[EXERCISE TASKS]
(A) List every component or feature in the transducer patent excerpt that carries a reference numeral, with its numeral.
(B) Answer these questions from the transducer patent excerpt.
(i) For 100 kHz ultrasound, what example contact diameter is given for a point-like pressure source?
(ii) In the assembly of FIG. 4, what lies between the first end 200a and the mechanical wave generating means 201?
(iii) Which symbol marks the distance of the protrusions from the acoustic axis?
(C) Continue the transducer patent excerpt from the point where it stops.

[PAGE EXCERPT]
<<<<
DESCRIPTION OF THE PREFERRED EMBODIMENTS

[0046] FIGS. 1-3 have been discussed in Background section of this document.

[0047] As defined herein, a point-like pressure source is a pressure source which has at least one of its dimension adapted to be in contact with the device to be cleaned smaller, e.g. at least two times smaller than the wavelength generated by the pressure source in a fluid within the device to be cleaned and/or in the wall of the device to be cleaned. For example, for a point source contacting a metal surface utilizing longitudinal 20 kHz ultrasound, a point-like pressure source is a source with a contact diameter significantly smaller than 25 mm, e.g. 12.5 mm, and for 100 kHz ultrasound, significantly smaller than 5 mm, e.g. 2.5 mm. For different wave modes, these diameters are adjusted according to the speed of sound of the mode.

[0048] An exemplary substantially circular point like pressure source is a substantially circular protrusion surrounding acoustic axis of a transducer assembly. An exemplary pair of point-like pressure sources is a pair of parallel protrusion such as two parallel lines in form of ridges at the first end of a transducer assembly.

[0049] In the following text, the system used in the method of the present invention is exemplified by different transducer assemblies.

[0050] The principle of the method of the present invention for cleaning a device holding fluid, such as liquid, is presented using an exemplary non-limiting transducer assembly shown in FIG. 4. Accordingly, a transducer assembly 200 suitable for the method comprises a mechanical wave generating means 201 and at least one pair of point-like pressure sources or at least one substantially circular point-like pressure source at the first end 200a of the transducer assembly. In FIG. 4, the point-like pressure sources are represented by a pair of protrusions, i.e. the first protrusion 204a and the second protrusion 204b. The exemplary non-limiting transducer assembly of FIG. 4 includes also an optional waveguide 202 between the first end 200a and the mechanical wave generating means 201.

[0051] The mechanical wave generating means 201 is adapted to emit a succession of mechanical waves towards the point-like pressure sources. The waveform of the mechanical waves is such that there is an antinode substantially at the first end 200a of the transducer assembly. The correct position of the antinode can be adjusted by proper design of the transducer assembly as discussed later in detail.

[0052] The pair of protrusions is preferably located around the acoustic axis 206 of the transducer assembly and separated from each other by a distance d1. The distance of the protrusions from the acoustic axis is marked with symbol d′.
>>>>
[GIVEN DATA]
<<<<
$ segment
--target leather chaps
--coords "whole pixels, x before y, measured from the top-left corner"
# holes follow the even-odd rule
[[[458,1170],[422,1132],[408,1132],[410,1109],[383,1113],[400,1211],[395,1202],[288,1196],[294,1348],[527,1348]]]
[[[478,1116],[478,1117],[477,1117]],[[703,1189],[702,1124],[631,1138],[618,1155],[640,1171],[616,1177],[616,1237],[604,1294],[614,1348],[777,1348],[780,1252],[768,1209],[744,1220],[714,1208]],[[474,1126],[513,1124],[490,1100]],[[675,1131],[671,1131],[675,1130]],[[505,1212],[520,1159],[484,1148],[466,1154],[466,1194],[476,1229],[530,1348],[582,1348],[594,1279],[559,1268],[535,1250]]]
>>>>
[TASK RESULTS]
(A)
- 200: transducer assembly
- 200a: first end of the transducer assembly
- 201: mechanical wave generating means
- 202: optional waveguide
- 204a: first protrusion
- 204b: second protrusion
- 206: acoustic axis of the transducer assembly

(B)
(i) 2.5 mm
(ii) An optional waveguide 202
(iii) d′

(C)
[0053] The transducer assembly is placed in mechanical contact with the outer surface 203a of the wall 203 of the device to be cleaned via the pair of protrusions. The contact surface of the first protrusion 204a and the contact surface of the second protrusion 204b are marked in the figure with symbols b1 and b2, respectively. The sum of the contact areas, i.e. b1+b2, of the protrusions is significantly smaller than the area a of the first end of the transducer assembly. According to an exemplary embodiment, the sum of the contact areas is 1-30% of the area of the first surface.

[0054] When the transducer assembly is in operation, the mechanical wave generating means emits a succession of mechanical waves 205a, 205b via the protrusions 204a and 204b towards the inner surface 203b. Accordingly, as the mass loading of the transducer assembly to the device to be cleaned is reduced compared e.g. to the transducer assembly 100, operation of the transducer close to its natural resonance frequency is permitted. When the rigid contact is limited to point-like pressure sources, i.e. to the contact surfaces of the protrusions only, the free surface area on the first end of the transducer assembly remains large enough to permit displacements and formation of an antinode substantially at the first end of the transducer assembly. As a result, the transducer is able to operate substantially at its fundamental resonance frequency, and the protrusions still permit ultrasonic power delivery into the device.

[0055] The emitting mechanical waves interfere at the inner surface in particular within the distance d2 which is substantially the projection of d1 onto the inner surface. The interfering mechanical waves make the inner surface vibrate. As the vibrating inner surface moves, the motion produces pressure pulse 206 in the fluid 207 in the device. The displacement is shown in the figure as an enlargement 208. The pressure pulse cleans the device, for instance removes fouling from the device.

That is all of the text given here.